------ Entries provided ------
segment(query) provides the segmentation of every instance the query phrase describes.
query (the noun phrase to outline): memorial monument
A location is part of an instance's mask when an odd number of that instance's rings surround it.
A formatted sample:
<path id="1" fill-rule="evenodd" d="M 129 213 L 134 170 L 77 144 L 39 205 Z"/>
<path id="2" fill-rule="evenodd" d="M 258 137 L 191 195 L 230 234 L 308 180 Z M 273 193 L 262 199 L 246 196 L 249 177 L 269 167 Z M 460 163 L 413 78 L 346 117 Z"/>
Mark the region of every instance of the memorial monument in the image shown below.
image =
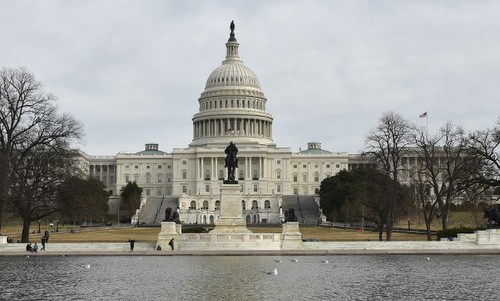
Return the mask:
<path id="1" fill-rule="evenodd" d="M 241 187 L 235 177 L 238 167 L 238 148 L 233 142 L 229 142 L 224 152 L 226 153 L 227 180 L 224 180 L 220 188 L 219 218 L 210 233 L 251 233 L 243 220 Z"/>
------
Stated exercise: Reproduce the records above word for word, omitting the picture.

Worked answer:
segment(query) provides the segmentation of every instance the query phrase describes.
query (the noun phrase to outline): memorial monument
A location is part of an instance's mask when an odd number of that instance's rings surround it.
A formatted sample:
<path id="1" fill-rule="evenodd" d="M 129 213 L 134 170 L 77 144 L 39 205 Z"/>
<path id="2" fill-rule="evenodd" d="M 258 137 L 191 195 L 230 234 L 308 180 Z M 273 193 L 262 199 L 246 196 L 249 177 L 269 167 Z M 460 163 L 413 78 L 346 117 Z"/>
Mark the region of every instance of the memorial monument in the image shown below.
image =
Return the mask:
<path id="1" fill-rule="evenodd" d="M 241 187 L 235 177 L 238 167 L 238 148 L 233 142 L 229 142 L 224 152 L 226 153 L 227 180 L 224 180 L 220 188 L 219 218 L 210 233 L 251 233 L 243 220 Z"/>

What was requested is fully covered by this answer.